§ GOAL OF THE EXERCISE
Reproduce every line of the listing as written, apart from the pictures.

§ DATA
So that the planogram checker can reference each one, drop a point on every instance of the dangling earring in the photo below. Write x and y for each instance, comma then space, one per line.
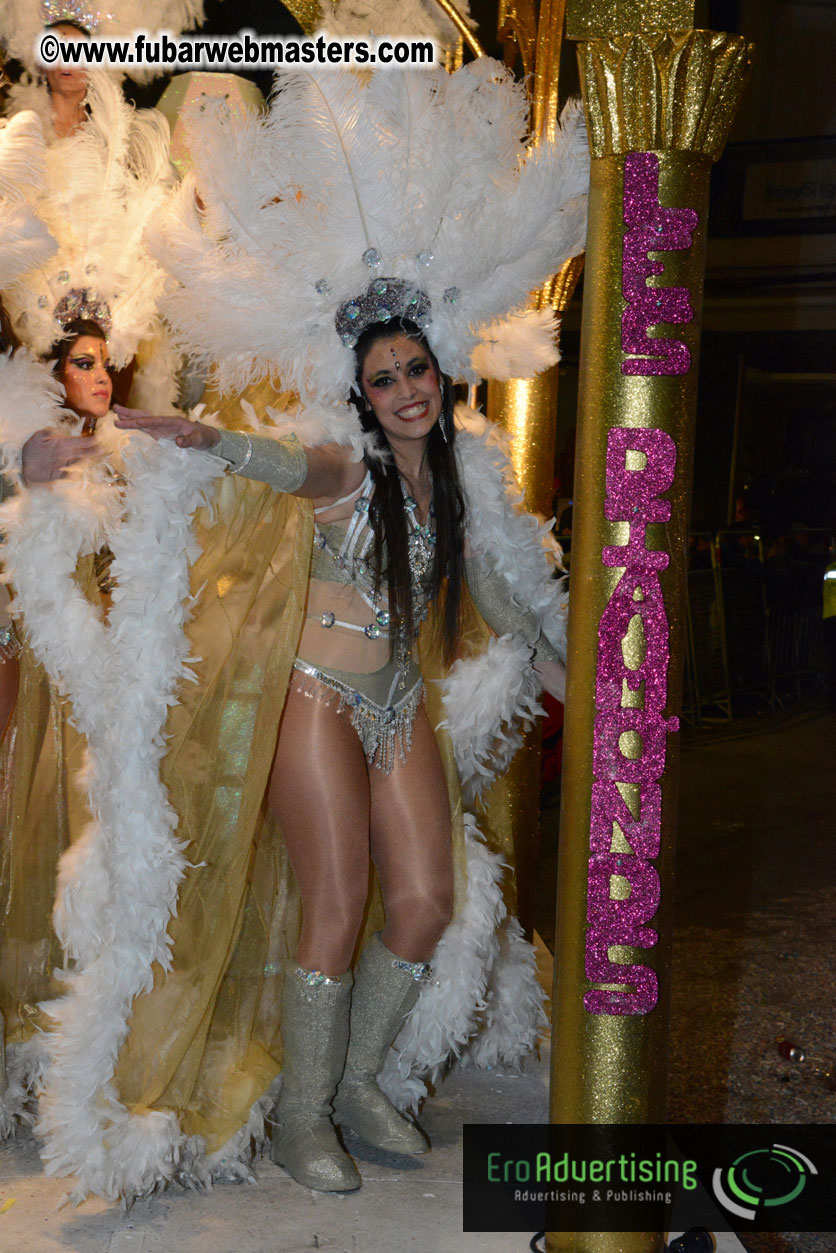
444, 400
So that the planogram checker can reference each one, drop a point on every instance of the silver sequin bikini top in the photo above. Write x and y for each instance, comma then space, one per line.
344, 553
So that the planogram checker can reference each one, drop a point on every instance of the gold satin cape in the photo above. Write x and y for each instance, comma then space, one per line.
206, 1041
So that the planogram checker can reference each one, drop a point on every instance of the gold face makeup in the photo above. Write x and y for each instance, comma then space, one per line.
402, 389
87, 380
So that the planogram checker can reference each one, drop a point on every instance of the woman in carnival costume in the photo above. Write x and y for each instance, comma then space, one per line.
401, 203
25, 242
87, 199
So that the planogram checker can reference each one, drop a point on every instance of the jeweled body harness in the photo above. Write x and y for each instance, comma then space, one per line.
382, 702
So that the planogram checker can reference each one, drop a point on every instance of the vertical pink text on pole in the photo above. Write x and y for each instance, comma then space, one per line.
652, 228
632, 498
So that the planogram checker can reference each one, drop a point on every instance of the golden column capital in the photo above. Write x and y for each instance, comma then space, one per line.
668, 92
597, 19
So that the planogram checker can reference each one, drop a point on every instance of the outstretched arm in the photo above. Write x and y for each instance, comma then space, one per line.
491, 597
47, 454
283, 464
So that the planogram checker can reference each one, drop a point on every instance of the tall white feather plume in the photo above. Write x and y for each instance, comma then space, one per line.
23, 20
25, 242
415, 18
99, 189
518, 346
430, 169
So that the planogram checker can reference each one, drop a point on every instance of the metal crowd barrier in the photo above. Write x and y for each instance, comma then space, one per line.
753, 620
755, 625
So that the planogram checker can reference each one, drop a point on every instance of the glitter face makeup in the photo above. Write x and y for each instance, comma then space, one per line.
402, 389
652, 228
87, 379
631, 728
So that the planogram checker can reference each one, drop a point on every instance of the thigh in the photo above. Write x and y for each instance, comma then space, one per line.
318, 791
410, 822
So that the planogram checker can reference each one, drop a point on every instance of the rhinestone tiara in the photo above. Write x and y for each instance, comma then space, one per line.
83, 305
75, 11
384, 300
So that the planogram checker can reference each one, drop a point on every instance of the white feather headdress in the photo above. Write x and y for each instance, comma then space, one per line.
415, 18
98, 192
23, 20
414, 174
24, 239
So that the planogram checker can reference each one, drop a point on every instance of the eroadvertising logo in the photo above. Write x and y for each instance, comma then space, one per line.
634, 1178
762, 1178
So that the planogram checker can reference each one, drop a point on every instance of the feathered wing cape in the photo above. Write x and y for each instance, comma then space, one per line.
416, 174
23, 20
95, 192
119, 1113
24, 239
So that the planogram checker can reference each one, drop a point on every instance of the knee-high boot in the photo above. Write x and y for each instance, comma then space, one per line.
315, 1034
385, 991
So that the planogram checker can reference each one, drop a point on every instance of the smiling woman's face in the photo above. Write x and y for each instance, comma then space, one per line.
85, 377
67, 79
400, 384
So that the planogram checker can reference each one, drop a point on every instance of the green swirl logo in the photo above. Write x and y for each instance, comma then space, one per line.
762, 1178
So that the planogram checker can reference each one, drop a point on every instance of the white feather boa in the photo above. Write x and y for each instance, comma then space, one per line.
118, 883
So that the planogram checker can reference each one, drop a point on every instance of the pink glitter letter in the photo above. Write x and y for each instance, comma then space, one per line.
653, 228
633, 498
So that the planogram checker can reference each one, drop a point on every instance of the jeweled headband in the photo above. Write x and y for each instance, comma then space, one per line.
384, 300
74, 11
80, 305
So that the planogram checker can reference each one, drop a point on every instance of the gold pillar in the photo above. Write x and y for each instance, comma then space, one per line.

§ WRITTEN RESPONSE
So that the planogram checker can reference each one, drop a point on every instance of the dangling earring in the photo below. Write x and y for each instance, comma then space, one per line.
444, 400
So that the planogram checker can reference each one, drop a point on every instance of the silver sequin bikini top in the photo above. Write x and y for each instance, comma then space, one per line.
344, 553
So that the planogram checker can reference each one, drop a point on every instance of the gold satin cape in the photo above. Write x and y for each instance, comma then space, one per line.
206, 1041
So that the planogram checker can reference each one, drop a point on every instance of the gold face makeup in the photo above. Write x and y for each instance, comma then space, one per line.
402, 389
87, 380
So that the planogram checker can reference each one, drop a point on every instance of the woman in carnival costume in the photo above. Write x and y for each instance, comma then space, one per line.
401, 203
25, 242
87, 199
So that the planogram checker can reference each one, drop a point on every instance of the jeweled body harness in the photo above. Write x and y for each instance, comma then space, one per line.
382, 702
So that the planogram checker can reference each one, drop a point on every instance of the vertical pink text on pole in the photo above. Write x and y for each instance, comma then space, one per line.
652, 228
632, 498
So that the planogram checker can reference each one, drop a point on every instance of the golden column capital in the photo above. Write x and y for each instance, comma then space, one per line.
668, 92
597, 19
So that the planogram checker can reference each one, drop a point on every instance of the outstretched arm in the photo above. Write x and y for each instance, comma then space, one per line.
491, 597
47, 454
283, 464
So that the planogram checker can reference each one, drop a point on every instance of the tall white feather plume in the photo above. Write x and y for each instance, comma then space, one per line.
23, 20
25, 242
415, 18
99, 189
518, 346
430, 169
So that the planogram checker can reference each one, drop a point on every instance of the metal crowd barrier in the photo above. Write x and y for each instance, comma then space, one per line.
753, 620
755, 625
So that the planogram checker can reference each one, drop a point on every instance of the glitter face makeup in the photo above. Write x and y for each instance, comma then space, one per line.
402, 389
652, 228
87, 379
631, 728
So that the planogram checker can reference each one, drop a point on every instance of the thigh in the photo above. Write x and y for each instance, comma then space, one per line.
318, 791
410, 822
So that the planogram checker can reference each one, drop a point on every instance of the rhinestone tiara in the photo above. Write x and y for each instance, comma then space, one per line.
83, 305
75, 11
384, 300
So that the planogram checker can reference each one, drop a point on every instance of the white feather headdress in the photo above. Write x and y for each instance, comma then space, one per line.
415, 18
98, 192
23, 20
414, 174
24, 239
So that the planogram checker can reference each one, drop a point on every instance of the eroadvertising logo in the photo above. Write x and y for each instance, comma then space, one per line.
634, 1178
762, 1178
So that the planogram checker can reference each one, drop a point on every instance of the feathered wing cape in the photo above. Write x and y for each instance, comma then space, one per line.
416, 174
23, 20
95, 192
119, 1113
24, 239
So that the planogram checker can reference each one, drop a point on every instance of the knee-high boot in the photo above. Write x and y for each instance, comma then space, one per line.
315, 1034
385, 991
So that the planogram checker can reference each one, drop a point on every instance of the smiling woman's face in the photo above. Write x and y for each instance, comma then space, one per line.
85, 377
67, 79
400, 384
So that the planogram checker can reference each one, drop a point on every instance of the green swirl logo in the photo above. Write x and y for each instance, comma then space, one per line.
762, 1178
So that the planogram checker can reference each one, drop a point on every instance of the white feather boa in the photo above. Write x and y for each instance, comma then space, one per line.
118, 883
So that the planogram checker can reference each one, drop a point on every instance of the pink glitter letter in the photo above. Write x and y for each instance, comma then space, one per line.
653, 228
633, 498
So that the planogram checker can reference each one, drop a point on every instance of the jeweled headband in the photo above. Write x and y for each instance, comma then space, one per line.
384, 300
74, 11
80, 305
So that the planogram checker can reference each one, drop a point on every instance of the gold pillar in the photo above. Write x and y for each instance, comma then space, one per line.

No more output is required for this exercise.